EXTRACT PROVIDED:

*-*-*

A positively charged particle of mass \(7.2 \times 10^{-8} \mathrm{kg}\) is traveling due east with a speed of \(85 \mathrm{m} / \mathrm{s}\) and enters a \(0.31-\mathrm{T}\) uniform magnetic field. The particle moves through one- quarter of a circle in a time of \(2.2 \times 10^{-3} \mathrm{s},\) at which time it leaves the field heading due south. All during the motion the particle moves perpendicular to the magnetic field. (a) What is the magnitude of the magnetic force acting on the particle? (b) Determine the magnitude of its charge.

Short Answer

Expert verified
(a) The magnetic force is approximately 3.89 mN. (b) The charge's magnitude is approximately 148 µC.

Step by step solution

01

Understand the Motion

The particle moves in a circular path due to the magnetic field, completing one-quarter of a circle in 2.2 milliseconds. Given the uniform motion, we will find the radius of this circle.

*-*-*

AIM OF THE EXERCISE: Carry on the worked solution for the charged particle in the magnetic field, starting right after its last sentence.

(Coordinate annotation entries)

*-*-*

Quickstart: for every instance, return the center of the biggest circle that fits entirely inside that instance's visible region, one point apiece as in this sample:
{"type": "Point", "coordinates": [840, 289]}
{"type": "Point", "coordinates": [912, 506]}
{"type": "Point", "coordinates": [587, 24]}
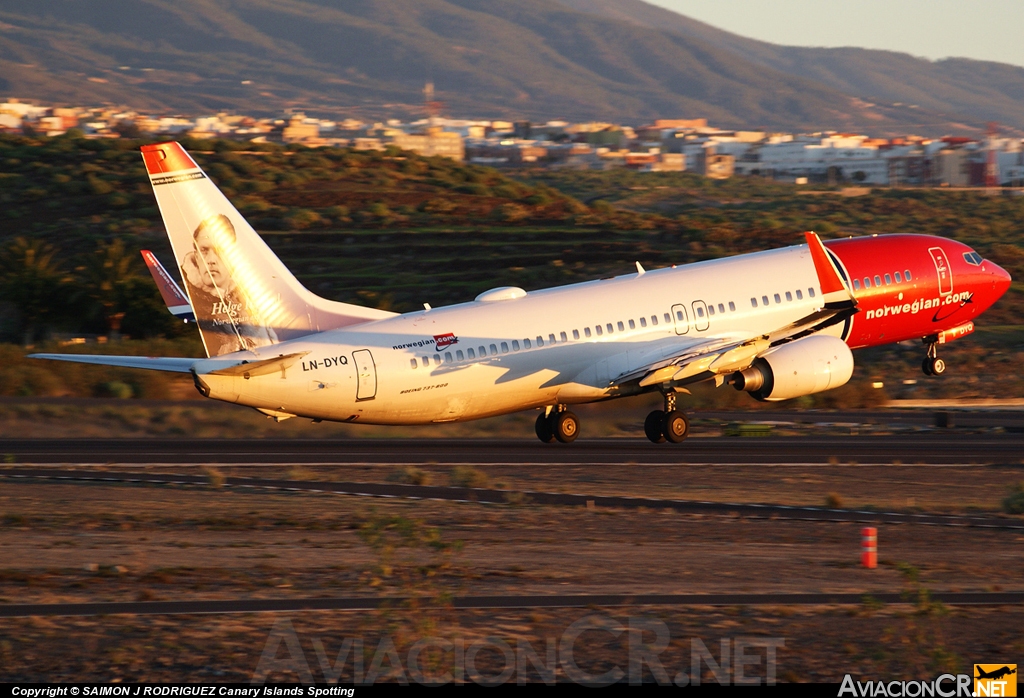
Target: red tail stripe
{"type": "Point", "coordinates": [164, 158]}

*-*-*

RESULT BELOW:
02

Calculate the Radius of Motion

To find the radius of the circular path, we need the relationship between time, speed, and radius. The time for one complete circle would be four times 2.2 ms, so the radius \(r\) can be determined by: \( T = \frac{2\pi r}{v} \). Solving for \(r\) gives \[ r = \frac{85 \times 2.2 \times 10^{-3} \times 4}{2\pi} = 0.12 \text{ m} \].
03

Apply Lorentz Force Formula

The magnetic force on a moving charge in uniform magnetic field is given by \( F = qvB \). Circular motion implies \( F = \frac{mv^2}{r} \). Equating gives \( qvB = \frac{mv^2}{r} \), so solve for \(F\): \[ F = \frac{mv^2}{r} \].
04

Calculate the Magnetic Force

Substitute the known values into the force equation: \( m = 7.2 \times 10^{-8} \text{ kg}, v = 85 \text{ m/s}, r = 0.12 \text{ m}\). \[ F = \frac{(7.2 \times 10^{-8} \cdot 85^2)}{0.12} \approx 3.89 \times 10^{-3} \text{ N} \].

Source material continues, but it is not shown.